Please resume the court opinion below on the hose and strict liability, writing on from its last sentence.

[Start of Given text]

Defendant presents its initial arguments under two headings: "Intended Use/Substantial Change" and "Failure to Warn." (Def. Mem. at 4, 7.) This Court finds it necessary to treat the two elements of the first point separately, since they present distinct legal issues. Also, Defendant's "Failure to Warn" argument addresses proximate cause in the event that its product did not incorporate an adequate warning. (Def. Mem. at 7.) In accord with Defendant's reply, however, this Court first examines whether or not Defendant had a duty to warn in the context of the product's intended use. (Def. Reply at 9.) Based on this analysis, the Court does not find that the subject hose was substantially changed. However, the intended use of the hose did not impose a duty to warn beyond the markings provided, and summary judgment is warranted on this basis. The issue of whether any warning defect proximately caused Plaintiff's injuries is therefore not reached.

1. Substantial Change

Defendant contends that members of the New Jersey Air National Guard incorporated their hose "into an assembly for which it was not rated," amounting to a "substantial change" that absolves the corporation from strict liability under New Jersey law. (Id.) (emphasis omitted). This Court disagrees.

New Jersey Statute 2A:58C-2 provides for strict product liability, but the statute is not applicable to every instance of injury by a product. Defendant argues this case falls into an exception, citing Soler v. Castmaster, 98 N.J. 137 (1984). InSoler, the court found that, for the statute to apply, "a product must reach its user without substantial change in the condition in which it is sold." Id. at 147 (citation omitted). Defendant points to the following language: "A substantial alteration is one that involves not only a material change in the design or function of the product but also affects the risk of danger in its use." Id. at 148. Defendant argues that incorporation of its low-pressure hose into the high-pressure purge device was "a substantial alteration to the intended function of the product [that] adversely affected the risk of danger of its use." (Def. Mem. at 6.) This Court finds the argument unconvincing.

Defendant does not contend that the hose was physically altered, but that its improper use amounted to an alteration through increased risk. This Court finds no support for a "substantial alteration" that is not a physical alteration. If the Soler court intended such an interpretation it was certainly in dicta, since the plaintiff in that case altered a die-casting machine by mechanically modifying it. 98 N.J. at 143. Furthermore, the Soler court expands on alteration by increased "risk of danger" by citing Hanlon v. Cyril Bath Co., 541 F.2d 343, 345 (3d Cir. 1975), which involved physically modifying the starting mechanism on a machine. Soler, 98 N.J. at 148. This Court cannot, as a matter of law, determine that Defendant is not subject to strict liability through the substantial alteration of its product, where the evidence suggests that the hose was not physically altered. Summary judgment is therefore denied on this ground.

[End of Given text]
[Start of Provided data]

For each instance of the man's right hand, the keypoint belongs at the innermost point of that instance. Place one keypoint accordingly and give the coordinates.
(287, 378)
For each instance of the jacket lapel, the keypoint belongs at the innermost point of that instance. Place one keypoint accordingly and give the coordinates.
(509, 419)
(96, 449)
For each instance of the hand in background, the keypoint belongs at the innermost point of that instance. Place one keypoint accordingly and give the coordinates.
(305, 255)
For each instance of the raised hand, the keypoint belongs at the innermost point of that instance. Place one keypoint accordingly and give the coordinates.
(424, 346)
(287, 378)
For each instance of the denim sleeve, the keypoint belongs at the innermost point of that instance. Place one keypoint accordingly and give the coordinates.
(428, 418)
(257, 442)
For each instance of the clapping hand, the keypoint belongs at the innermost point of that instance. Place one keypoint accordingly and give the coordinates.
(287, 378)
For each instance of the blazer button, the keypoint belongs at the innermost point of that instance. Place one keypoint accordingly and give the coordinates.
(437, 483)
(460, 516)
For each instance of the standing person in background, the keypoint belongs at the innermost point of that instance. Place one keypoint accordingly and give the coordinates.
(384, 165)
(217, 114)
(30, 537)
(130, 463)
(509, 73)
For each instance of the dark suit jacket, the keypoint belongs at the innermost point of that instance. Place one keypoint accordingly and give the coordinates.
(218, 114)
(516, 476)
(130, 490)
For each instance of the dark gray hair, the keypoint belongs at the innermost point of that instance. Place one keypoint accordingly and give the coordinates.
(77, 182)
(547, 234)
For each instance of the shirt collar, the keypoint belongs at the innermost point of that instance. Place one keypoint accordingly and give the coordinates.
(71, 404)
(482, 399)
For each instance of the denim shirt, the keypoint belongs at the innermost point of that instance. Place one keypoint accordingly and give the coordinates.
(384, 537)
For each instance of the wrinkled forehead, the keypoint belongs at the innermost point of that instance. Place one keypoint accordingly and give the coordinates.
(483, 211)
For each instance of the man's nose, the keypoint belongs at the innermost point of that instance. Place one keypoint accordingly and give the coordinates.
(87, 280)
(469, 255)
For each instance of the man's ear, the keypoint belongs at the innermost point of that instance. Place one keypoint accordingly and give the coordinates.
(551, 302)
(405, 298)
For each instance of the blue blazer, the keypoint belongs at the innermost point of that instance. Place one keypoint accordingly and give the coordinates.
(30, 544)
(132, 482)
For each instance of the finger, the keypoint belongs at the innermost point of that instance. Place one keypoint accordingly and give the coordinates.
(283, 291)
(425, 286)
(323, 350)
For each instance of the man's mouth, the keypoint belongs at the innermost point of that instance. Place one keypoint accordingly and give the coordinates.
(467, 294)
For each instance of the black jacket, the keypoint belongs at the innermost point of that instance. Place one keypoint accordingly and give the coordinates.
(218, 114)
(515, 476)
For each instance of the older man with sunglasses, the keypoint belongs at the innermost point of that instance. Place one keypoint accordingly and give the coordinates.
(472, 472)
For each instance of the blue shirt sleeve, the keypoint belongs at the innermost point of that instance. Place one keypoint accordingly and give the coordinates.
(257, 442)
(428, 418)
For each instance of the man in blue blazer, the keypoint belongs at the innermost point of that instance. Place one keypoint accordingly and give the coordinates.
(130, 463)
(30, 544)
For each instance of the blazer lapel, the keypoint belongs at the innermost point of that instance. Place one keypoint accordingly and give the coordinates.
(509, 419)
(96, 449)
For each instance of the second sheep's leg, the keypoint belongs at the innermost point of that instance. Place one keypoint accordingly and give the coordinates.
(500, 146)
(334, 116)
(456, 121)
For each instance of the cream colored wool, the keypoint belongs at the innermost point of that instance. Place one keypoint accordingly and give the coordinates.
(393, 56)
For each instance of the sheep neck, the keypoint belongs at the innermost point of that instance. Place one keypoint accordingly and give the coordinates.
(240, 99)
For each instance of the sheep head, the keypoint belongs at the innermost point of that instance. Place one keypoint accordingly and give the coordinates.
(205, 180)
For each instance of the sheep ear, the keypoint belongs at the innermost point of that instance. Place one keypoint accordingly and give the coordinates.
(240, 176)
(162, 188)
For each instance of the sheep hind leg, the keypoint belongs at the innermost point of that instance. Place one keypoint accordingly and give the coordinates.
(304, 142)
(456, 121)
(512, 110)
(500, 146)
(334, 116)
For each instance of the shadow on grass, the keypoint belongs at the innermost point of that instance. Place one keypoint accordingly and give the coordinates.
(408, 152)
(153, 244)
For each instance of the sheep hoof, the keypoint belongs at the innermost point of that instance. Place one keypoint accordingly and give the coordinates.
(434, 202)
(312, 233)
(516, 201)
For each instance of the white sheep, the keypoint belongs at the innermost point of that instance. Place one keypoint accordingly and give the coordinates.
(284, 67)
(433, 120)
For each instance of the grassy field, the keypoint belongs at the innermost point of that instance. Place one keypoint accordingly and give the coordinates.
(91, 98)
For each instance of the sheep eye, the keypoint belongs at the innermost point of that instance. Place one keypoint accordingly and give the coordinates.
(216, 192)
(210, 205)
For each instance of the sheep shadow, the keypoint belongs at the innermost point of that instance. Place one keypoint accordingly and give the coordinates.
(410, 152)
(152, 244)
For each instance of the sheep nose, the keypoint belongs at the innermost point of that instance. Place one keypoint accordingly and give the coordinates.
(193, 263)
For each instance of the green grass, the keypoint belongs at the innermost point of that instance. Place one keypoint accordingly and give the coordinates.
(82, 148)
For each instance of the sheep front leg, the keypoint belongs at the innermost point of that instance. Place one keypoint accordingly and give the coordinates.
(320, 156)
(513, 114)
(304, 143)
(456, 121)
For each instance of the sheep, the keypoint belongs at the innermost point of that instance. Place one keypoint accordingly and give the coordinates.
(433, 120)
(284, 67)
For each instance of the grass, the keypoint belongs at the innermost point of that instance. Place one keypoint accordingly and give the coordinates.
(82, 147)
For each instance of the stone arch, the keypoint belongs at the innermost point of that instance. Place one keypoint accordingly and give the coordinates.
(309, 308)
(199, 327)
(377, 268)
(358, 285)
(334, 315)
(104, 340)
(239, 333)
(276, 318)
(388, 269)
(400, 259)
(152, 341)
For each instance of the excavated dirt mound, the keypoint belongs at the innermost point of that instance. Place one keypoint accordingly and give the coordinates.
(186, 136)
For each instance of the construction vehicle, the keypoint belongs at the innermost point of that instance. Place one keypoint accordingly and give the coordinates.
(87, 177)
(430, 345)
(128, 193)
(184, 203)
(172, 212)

[End of Provided data]

**Task answer:**
2. Duty to Warn and Intended Use

Defendant argues that incorporation of its product into the purge device was not an intended use under New Jersey law. (Def. Mem. at 6-7.) Plaintiff responds that Defendant is still strictly liable because it did not warn against this foreseeable misuse. (Pl. Br. at 7.) Defendant replies that the markings on the hose adequately communicated its capabilities, and that it had no further duty to warn as a manufacturer of a component. (Def. Reply at 9.) This Court agrees with Defendant.

Plaintiff does not claim that the Defendant's hose was defective in design or manufacture, but argues it had a warning defect. (Def. Br. at 3.) New Jersey Statute 2A:58C-2 provides:

A manufacturer or seller of a product shall be liable in a product liability action only if the claimant proves by a preponderance of the evidence that the product causing the harm was not reasonably fit, suitable or safe for its intended purpose because it . . . failed to contain adequate warnings or instructions. . . .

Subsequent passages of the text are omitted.